ABOUT THIS TASK: Give an exact copy of the data that follows, but none of its pictures.

TASK INPUT:
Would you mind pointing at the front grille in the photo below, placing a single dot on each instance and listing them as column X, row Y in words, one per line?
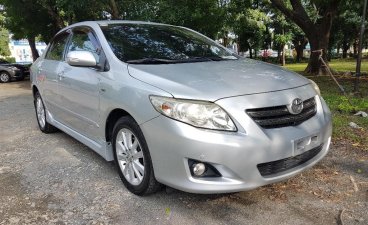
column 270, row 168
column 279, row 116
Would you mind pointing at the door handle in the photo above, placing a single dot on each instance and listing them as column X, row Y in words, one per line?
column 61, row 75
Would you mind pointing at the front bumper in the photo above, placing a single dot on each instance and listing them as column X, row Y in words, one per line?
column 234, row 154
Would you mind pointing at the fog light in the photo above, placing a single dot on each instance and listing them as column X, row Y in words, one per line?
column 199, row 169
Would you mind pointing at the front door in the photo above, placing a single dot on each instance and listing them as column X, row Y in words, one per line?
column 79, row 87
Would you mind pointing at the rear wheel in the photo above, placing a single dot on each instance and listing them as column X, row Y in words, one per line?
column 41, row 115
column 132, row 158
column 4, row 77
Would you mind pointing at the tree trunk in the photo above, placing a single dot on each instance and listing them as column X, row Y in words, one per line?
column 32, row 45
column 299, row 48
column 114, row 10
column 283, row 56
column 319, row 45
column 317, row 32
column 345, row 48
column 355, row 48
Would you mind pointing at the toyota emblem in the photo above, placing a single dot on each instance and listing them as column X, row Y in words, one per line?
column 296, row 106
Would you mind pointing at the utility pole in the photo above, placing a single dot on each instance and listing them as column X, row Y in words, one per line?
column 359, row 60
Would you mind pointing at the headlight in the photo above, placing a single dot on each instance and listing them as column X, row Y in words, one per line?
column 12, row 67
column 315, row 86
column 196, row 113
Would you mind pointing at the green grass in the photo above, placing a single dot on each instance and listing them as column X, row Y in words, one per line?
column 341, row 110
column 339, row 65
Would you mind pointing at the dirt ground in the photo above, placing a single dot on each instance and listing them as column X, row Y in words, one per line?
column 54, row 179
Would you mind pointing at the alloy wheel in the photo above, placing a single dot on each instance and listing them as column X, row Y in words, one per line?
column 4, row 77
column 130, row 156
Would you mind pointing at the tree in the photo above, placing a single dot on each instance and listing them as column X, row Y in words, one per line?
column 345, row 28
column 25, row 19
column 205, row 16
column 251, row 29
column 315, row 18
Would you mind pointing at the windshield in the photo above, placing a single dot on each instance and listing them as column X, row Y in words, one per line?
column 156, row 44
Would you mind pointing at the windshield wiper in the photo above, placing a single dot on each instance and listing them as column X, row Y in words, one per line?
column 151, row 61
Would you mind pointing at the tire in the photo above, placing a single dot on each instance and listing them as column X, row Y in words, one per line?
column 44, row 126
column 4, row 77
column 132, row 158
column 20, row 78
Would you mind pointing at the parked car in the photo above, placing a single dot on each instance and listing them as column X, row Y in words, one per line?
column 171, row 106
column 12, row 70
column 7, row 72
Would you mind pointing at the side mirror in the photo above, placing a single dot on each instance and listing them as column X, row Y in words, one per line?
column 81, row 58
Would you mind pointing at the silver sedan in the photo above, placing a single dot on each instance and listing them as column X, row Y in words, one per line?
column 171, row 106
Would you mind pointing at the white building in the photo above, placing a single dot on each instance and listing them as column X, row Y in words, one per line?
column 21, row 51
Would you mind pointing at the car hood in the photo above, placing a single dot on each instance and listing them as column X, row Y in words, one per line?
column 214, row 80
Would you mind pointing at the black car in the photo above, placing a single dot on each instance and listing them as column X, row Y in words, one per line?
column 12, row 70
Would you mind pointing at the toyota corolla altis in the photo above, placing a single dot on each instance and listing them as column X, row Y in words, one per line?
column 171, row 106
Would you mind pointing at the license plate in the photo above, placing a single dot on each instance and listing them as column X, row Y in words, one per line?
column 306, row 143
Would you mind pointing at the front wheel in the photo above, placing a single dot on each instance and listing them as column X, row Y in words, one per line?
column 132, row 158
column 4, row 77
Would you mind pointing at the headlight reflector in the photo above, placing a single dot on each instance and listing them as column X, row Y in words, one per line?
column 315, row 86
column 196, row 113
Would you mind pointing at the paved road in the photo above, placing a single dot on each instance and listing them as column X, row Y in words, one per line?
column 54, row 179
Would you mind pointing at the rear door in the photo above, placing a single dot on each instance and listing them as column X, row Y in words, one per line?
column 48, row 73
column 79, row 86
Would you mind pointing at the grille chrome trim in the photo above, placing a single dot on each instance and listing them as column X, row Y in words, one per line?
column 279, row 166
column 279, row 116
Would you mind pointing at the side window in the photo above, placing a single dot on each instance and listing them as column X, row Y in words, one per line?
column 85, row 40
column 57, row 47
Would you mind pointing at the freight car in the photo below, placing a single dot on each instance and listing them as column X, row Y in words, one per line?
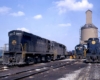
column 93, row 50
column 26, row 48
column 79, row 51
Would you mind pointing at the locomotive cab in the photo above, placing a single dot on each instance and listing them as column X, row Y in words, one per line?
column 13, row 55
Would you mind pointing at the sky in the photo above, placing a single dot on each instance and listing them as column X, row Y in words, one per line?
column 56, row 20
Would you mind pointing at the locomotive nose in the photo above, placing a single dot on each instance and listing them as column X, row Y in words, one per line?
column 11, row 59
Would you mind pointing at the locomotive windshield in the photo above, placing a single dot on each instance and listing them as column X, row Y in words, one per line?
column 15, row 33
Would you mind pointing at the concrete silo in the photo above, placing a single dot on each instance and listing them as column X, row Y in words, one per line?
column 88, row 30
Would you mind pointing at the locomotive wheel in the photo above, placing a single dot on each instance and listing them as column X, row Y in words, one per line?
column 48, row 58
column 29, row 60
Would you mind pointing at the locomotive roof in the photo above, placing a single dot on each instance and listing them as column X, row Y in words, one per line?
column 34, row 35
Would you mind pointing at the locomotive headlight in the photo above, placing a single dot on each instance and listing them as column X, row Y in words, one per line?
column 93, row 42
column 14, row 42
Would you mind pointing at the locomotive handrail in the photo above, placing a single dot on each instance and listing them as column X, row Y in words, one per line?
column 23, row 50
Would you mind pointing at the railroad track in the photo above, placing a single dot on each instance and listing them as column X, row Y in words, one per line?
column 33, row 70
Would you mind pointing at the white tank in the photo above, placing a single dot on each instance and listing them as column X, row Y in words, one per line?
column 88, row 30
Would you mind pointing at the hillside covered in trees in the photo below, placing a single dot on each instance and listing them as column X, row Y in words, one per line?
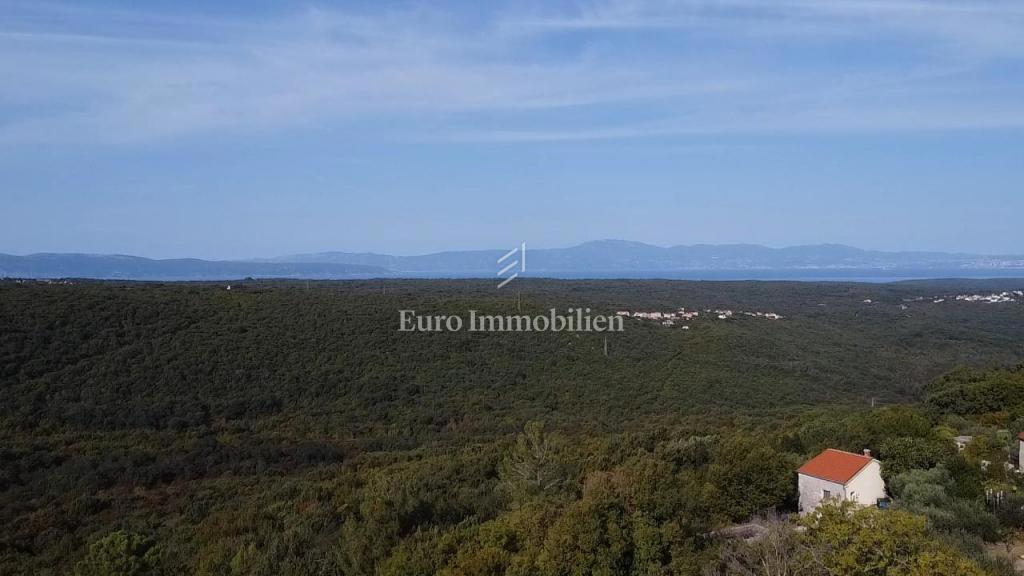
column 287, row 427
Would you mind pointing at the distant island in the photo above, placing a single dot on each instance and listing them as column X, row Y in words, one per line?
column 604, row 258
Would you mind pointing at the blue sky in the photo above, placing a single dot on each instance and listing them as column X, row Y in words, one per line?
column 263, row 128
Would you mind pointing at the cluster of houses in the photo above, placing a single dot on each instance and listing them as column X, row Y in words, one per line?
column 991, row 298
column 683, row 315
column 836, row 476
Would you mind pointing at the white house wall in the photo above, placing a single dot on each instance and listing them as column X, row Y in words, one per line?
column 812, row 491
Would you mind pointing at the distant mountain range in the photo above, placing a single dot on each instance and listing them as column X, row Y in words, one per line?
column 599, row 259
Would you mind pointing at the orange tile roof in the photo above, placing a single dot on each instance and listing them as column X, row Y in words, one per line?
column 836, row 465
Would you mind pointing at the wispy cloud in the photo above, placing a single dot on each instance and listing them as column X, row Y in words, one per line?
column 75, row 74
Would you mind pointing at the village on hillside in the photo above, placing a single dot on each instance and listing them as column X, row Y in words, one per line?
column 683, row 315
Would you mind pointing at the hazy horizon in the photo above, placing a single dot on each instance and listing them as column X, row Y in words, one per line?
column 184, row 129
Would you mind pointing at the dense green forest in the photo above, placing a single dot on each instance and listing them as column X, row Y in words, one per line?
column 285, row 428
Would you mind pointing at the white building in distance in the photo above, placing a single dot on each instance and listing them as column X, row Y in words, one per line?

FINISHED EXERCISE:
Would you mind pointing at the front grille in the photo below, placing a single dot on each instance and listing them as column X, row Y in words, one per line?
column 270, row 168
column 279, row 116
Would you mind pointing at the door handle in the photo above, placing a single dot on each instance and listing them as column X, row Y in words, one per line?
column 61, row 75
Would you mind pointing at the front bumper in the photo above, placing a single dot on each instance and listing them as column X, row Y in words, one per line?
column 234, row 154
Would you mind pointing at the fog light in the photo above, placing a single dot on each instance and listing them as column X, row Y in words, one per line?
column 199, row 169
Would you mind pointing at the front door in the photo above, placing a single dot on each instance and listing them as column X, row Y in words, one per line?
column 79, row 87
Would you mind pointing at the rear wheel in the photo above, placing a single dot on each instance and listing them as column X, row Y in words, one per line?
column 41, row 115
column 132, row 158
column 4, row 77
Would you mind pointing at the tree trunk in the photo above, placing a single dot on each instance and listing them as column X, row Y in words, one per line?
column 32, row 45
column 299, row 48
column 114, row 10
column 283, row 56
column 319, row 45
column 317, row 32
column 345, row 48
column 355, row 48
Would you mind pointing at the toyota emblem in the photo above, placing a single dot on each instance and listing them as column X, row Y in words, one per line?
column 296, row 106
Would you mind pointing at the utility pole in the photo above, placing a single dot on each instance and listing them as column X, row Y in words, one per line?
column 359, row 60
Would you mind pointing at the headlight in the photo above, placing a single dot on each instance and listing them as column X, row Y in words, one per line?
column 12, row 67
column 315, row 86
column 196, row 113
Would you mind pointing at the green grass in the photo above, placing a single dot on each instance and listing them as column X, row Y in words, one per line?
column 341, row 110
column 339, row 65
Would you mind pointing at the dirt ground in the photo above, placing a single dot on each instance and listing them as column X, row Y in words, one per line?
column 54, row 179
Would you mind pointing at the alloy wheel in the photo above, placing a single dot on each instance and listing them as column X, row Y in words, one per line?
column 4, row 77
column 130, row 156
Would you mind pointing at the tree in the photo above, placing a single dot on each instance and listing them as column X, row Y in words, one per line?
column 345, row 28
column 25, row 19
column 205, row 16
column 251, row 29
column 315, row 18
Would you mind pointing at the windshield in the photo above, placing a single dot on each instance and listing them as column X, row Y in words, one per line?
column 156, row 44
Would you mind pointing at the windshield wiper in the photo above, placing a single dot on each instance and listing them as column X, row Y in words, one per line?
column 151, row 61
Would you mind pointing at the tire in the photo above, placing a single dot on each instance and listing them as column X, row Y in words, one per line?
column 44, row 126
column 4, row 77
column 132, row 158
column 20, row 78
Would you mind pointing at the parked car in the photo above, placing a single dot on each instance and listing them as column X, row Y in words, one per line?
column 171, row 106
column 12, row 70
column 7, row 72
Would you mind pointing at the side mirror in the photo above, placing a single dot on each instance and listing them as column X, row Y in words, one per line?
column 81, row 58
Would you mind pointing at the silver sedan in the photo above, placing a single dot on each instance and listing them as column X, row Y in words, one per line?
column 171, row 106
Would you mind pointing at the white building in the photo above, placing a single dot on each instance and listing them as column X, row Y in words, one per line?
column 21, row 51
Would you mind pointing at the car hood in the photo above, placing a single dot on each instance and listing them as column X, row Y in words, one per line?
column 214, row 80
Would you mind pointing at the black car in the photo above, placing a single dot on each instance and listing them as column X, row Y in words, one per line?
column 12, row 70
Would you mind pointing at the toyota corolla altis in the photo above, placing a single dot on each instance and listing them as column X, row Y in words, one per line?
column 171, row 106
Would you mind pointing at the license plate in the photo above, placing a single dot on each instance and listing them as column X, row Y in words, one per line?
column 306, row 143
Would you mind pointing at the front wheel in the photo above, placing a single dot on each instance and listing them as column X, row Y in words, one per line?
column 132, row 158
column 4, row 77
Would you mind pointing at the headlight reflector in the photo above, placing a single dot on each instance and listing them as column X, row Y in words, one per line?
column 315, row 86
column 196, row 113
Would you mind pointing at the paved road in the photo above, placing a single dot on each instance and listing them as column X, row Y in words, one per line?
column 54, row 179
Would you mind pointing at the rear door in the photo above, placing a single dot on each instance and listing them as column X, row Y in words, one per line?
column 48, row 73
column 79, row 86
Would you mind pointing at the grille chrome trim in the photo above, placing a single dot on each instance and listing them as column X, row Y in words, one per line?
column 279, row 166
column 279, row 116
Would you mind pointing at the side window in the photo above, placing a single dot on each instance and listing them as column X, row Y in words, one per line?
column 85, row 40
column 57, row 47
Would you mind pointing at the freight car in the photo below, placing a single dot on each instance and listing them as column X, row Y in words, one per line?
column 93, row 50
column 26, row 48
column 79, row 51
Would you mind pointing at the locomotive cab in the photo above, placing a single dot on each instance and listing them as column X, row Y in words, one per line?
column 13, row 55
Would you mind pointing at the sky in the photo above, placing a single dot on each instance and listing them as column X, row Y in words, one per line?
column 56, row 20
Would you mind pointing at the locomotive nose in the photo above, placing a single dot on each instance and listing them as column X, row Y in words, one per line?
column 11, row 59
Would you mind pointing at the locomotive windshield in the photo above, placing a single dot on each instance and listing them as column X, row Y in words, one per line?
column 15, row 33
Would you mind pointing at the concrete silo in the photo above, placing a single dot on each instance and listing them as column X, row Y in words, one per line?
column 88, row 30
Would you mind pointing at the locomotive wheel in the photo above, placing a single dot on each instance and listing them as column X, row Y in words, one per line?
column 48, row 58
column 29, row 60
Would you mind pointing at the locomotive roof in the photo above, placing a single dot on each instance and listing them as column X, row Y in words, one per line?
column 34, row 35
Would you mind pointing at the locomotive headlight in the photo above, placing a single dot on each instance and listing them as column X, row Y in words, one per line?
column 93, row 42
column 14, row 42
Would you mind pointing at the locomotive handrail in the photo above, placing a single dot on each instance and listing them as column X, row Y in words, one per line?
column 23, row 50
Would you mind pointing at the railroad track in the photo above, placing a single dot on each instance and listing them as column X, row Y in words, one per line?
column 33, row 70
Would you mind pointing at the white tank in the photo above, placing a single dot on each instance and listing them as column X, row Y in words, one per line?
column 88, row 30
Would you mind pointing at the hillside covered in trees in the photo below, placing a single dot on each instance and listing them as column X, row Y in words, one per line?
column 287, row 427
Would you mind pointing at the distant island in the photo above, placing a single dot on each instance and listing them as column X, row Y in words, one per line?
column 604, row 258
Would you mind pointing at the blue sky in the photo above, placing a single dot on each instance and listing them as column X, row Y in words, one per line?
column 263, row 128
Would you mind pointing at the cluster of houses in the photo above, placing a single dot on each instance and listing them as column X, row Y in words, one per line?
column 991, row 298
column 683, row 315
column 836, row 476
Would you mind pointing at the white house wall in the photo above, placing a single dot on each instance and listing them as column X, row Y in words, one per line?
column 812, row 491
Would you mind pointing at the distant mountain range in the photo above, placing a single dot on each instance and listing them as column X, row Y in words, one per line?
column 599, row 259
Would you mind pointing at the orange tile roof in the photo above, placing a single dot on each instance and listing them as column X, row Y in words, one per line?
column 836, row 465
Would you mind pointing at the wispy cloud in the photo above, placing a single dot on each instance and listing them as column X, row Y in words, one per line?
column 75, row 74
Would you mind pointing at the village on hillside in the photo above, placing a single dot on each instance and listing them as column X, row Y in words, one per line?
column 683, row 315
Would you mind pointing at the hazy horizon in the photo above, placing a single dot on each instance and listing them as column X, row Y in words, one per line?
column 184, row 129
Would you mind pointing at the dense green forest in the photo above, placing a single dot on each instance and listing them as column X, row Y in words, one per line?
column 285, row 428
Would you mind pointing at the white building in distance in the photo above, placing a single dot on each instance and listing them as column X, row Y in words, one per line?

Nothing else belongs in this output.